> **THE TASK**:
Present every line of the records below as a numbered list, leaving out any blank lines.

Location identification entries
◆ ◆ ◆ ◆ ◆
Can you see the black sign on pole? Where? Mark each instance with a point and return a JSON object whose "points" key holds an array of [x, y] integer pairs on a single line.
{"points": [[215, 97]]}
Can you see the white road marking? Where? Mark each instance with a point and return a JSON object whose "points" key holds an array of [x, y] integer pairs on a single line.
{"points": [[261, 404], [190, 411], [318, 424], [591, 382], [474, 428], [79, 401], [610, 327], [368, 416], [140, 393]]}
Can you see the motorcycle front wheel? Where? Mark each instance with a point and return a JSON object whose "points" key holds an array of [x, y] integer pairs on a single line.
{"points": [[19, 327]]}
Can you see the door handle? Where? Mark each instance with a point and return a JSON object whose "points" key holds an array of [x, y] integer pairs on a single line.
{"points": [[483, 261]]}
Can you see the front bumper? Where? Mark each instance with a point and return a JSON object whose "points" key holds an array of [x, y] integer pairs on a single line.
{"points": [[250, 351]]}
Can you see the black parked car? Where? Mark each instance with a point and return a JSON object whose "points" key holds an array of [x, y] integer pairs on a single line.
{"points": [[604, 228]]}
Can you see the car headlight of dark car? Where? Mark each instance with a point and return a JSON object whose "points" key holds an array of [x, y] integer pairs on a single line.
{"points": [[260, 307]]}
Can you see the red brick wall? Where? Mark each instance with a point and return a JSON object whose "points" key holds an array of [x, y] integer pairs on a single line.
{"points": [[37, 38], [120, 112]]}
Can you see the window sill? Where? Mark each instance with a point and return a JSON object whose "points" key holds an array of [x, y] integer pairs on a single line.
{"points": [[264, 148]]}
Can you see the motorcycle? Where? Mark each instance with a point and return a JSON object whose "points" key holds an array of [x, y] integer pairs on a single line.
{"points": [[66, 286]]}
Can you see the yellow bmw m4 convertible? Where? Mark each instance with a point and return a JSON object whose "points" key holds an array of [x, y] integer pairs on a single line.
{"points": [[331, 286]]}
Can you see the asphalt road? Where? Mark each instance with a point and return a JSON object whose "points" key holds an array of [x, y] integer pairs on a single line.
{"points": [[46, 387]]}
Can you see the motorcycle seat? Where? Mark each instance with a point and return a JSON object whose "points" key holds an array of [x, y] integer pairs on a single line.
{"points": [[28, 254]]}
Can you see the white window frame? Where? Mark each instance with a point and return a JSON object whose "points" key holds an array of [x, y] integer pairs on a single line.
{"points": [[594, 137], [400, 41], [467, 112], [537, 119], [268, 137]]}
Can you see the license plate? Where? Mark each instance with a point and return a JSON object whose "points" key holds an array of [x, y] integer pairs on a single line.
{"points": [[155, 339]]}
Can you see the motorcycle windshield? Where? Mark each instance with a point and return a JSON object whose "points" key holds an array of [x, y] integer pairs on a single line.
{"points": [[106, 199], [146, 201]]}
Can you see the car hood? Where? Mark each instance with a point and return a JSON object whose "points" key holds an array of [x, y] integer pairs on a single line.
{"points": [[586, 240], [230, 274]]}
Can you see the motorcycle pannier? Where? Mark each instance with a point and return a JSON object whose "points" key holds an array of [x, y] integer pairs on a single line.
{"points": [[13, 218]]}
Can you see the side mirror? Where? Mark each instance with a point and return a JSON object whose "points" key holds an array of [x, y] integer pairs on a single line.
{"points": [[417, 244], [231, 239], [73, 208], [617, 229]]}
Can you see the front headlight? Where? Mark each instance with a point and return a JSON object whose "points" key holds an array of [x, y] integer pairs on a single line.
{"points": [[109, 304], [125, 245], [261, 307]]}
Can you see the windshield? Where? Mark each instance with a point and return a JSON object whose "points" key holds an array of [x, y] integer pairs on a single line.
◆ ◆ ◆ ◆ ◆
> **WRITTEN RESPONSE**:
1. Can you see the black sign on pole? Where? Mark each instance with a point and return a JSON object whose "points" key holds an array of [x, y] integer pairs on a single line.
2. {"points": [[215, 97]]}
3. Can you see the white road marking? Where? Mark each instance with a point and return a JSON object whose "points" key holds an array of [x, y] integer pairs on a single line.
4. {"points": [[261, 404], [190, 411], [318, 424], [591, 382], [474, 428], [79, 401], [610, 327], [368, 416], [140, 393]]}
5. Can you see the motorcycle front wheel? Where? Mark each instance with a point and return a JSON object whose "points" key holds an array of [x, y] integer pairs on a single line.
6. {"points": [[19, 327]]}
7. Can you see the door handle? Where? Mark each instance with a point and return a JSON object whose "points" key holds an array of [x, y] integer pairs on a single line.
8. {"points": [[483, 261]]}
9. Can you see the front bumper? Where? Mark each instance with a point and return a JSON object whose "points" key holds an array of [x, y] integer pairs on a single line.
10. {"points": [[250, 351]]}
11. Can you see the black parked car? Where? Mark each instance with a point and return a JSON object whose "points" key holds an array of [x, y] integer pairs on a single line.
12. {"points": [[604, 228]]}
13. Can you see the car headlight of dark car? Where? Mark each instance with a point and return a JSON object whose "points" key holds an array of [x, y] integer pairs on a single line.
14. {"points": [[260, 307]]}
15. Can you see the red brick wall? Where? Mark each instance with a point and return a JSON object whose "points" key holds an array of [x, y] integer pairs on a single line.
16. {"points": [[37, 38], [120, 112]]}
17. Can you see the window sill? Where? Mark each instance with a point and return a JSON object whose "points" key holds an array of [x, y] integer pairs on a single line.
18. {"points": [[264, 148]]}
19. Can you see the motorcycle? Where? Mark each instance with a point and return a JSON object whose "points" key holds an array of [x, y] integer pairs on a single line.
20. {"points": [[66, 286]]}
21. Can you see the yellow bmw m4 convertible? Where? Mark each instance with a point and return a JSON object whose "points" key holds an array of [x, y] integer pairs on a single line.
22. {"points": [[331, 286]]}
23. Can you see the asphalt road? Where? Mark each instance with a point and return a JSON object whose "points" key holds an array of [x, y] integer pairs on a single line.
24. {"points": [[46, 387]]}
25. Can you see the motorcycle seat? Where? Mark each instance with a point and return a JSON object whose "points" key holds an array of [x, y] integer pairs on a single line.
26. {"points": [[28, 254]]}
27. Can you see the white window frame? Where? Mark each instance with a point and return a JSON object whose "points" key holds an array of [x, y] integer pairs on a single line.
28. {"points": [[594, 137], [400, 41], [467, 112], [537, 119], [268, 137]]}
29. Can you see the license plate? Where? Mark each instance with a point and return a JSON object whose "points" key holds an array of [x, y] integer pairs on a single line.
30. {"points": [[155, 339]]}
31. Can you see the motorcycle windshield? Where? Mark each instance with a point and return a JSON object whose "points" key holds an array of [x, y] integer pairs on a single line.
32. {"points": [[106, 199], [146, 201]]}
33. Can you see the car hood? Where? Mark each instance with a point and return a JSON object whose "points" key holds an array of [x, y] integer pairs on a single line.
34. {"points": [[586, 240], [230, 274]]}
35. Can you see the motorcycle pannier? Where? Mark each instance with a point and return a JSON object whose "points" key holds an array of [x, y] integer pairs on a single line.
36. {"points": [[13, 218]]}
37. Can you see the side mirror? Where? Mark each instance with a point and return a JSON object whose "points" key holds an array of [x, y] integer pairs on a single line.
38. {"points": [[417, 244], [231, 239], [73, 208], [617, 229]]}
39. Can you see the front headlight? Where? Mark each instance with a point and return a JSON object whose "points" key holds an array of [x, y] integer pairs on a single line.
40. {"points": [[109, 304], [125, 245], [261, 307]]}
41. Can you see the windshield? Where? Mark each instance with a point and return a JSON object whose "points" key holds an array of [x, y] integer pairs on a single line.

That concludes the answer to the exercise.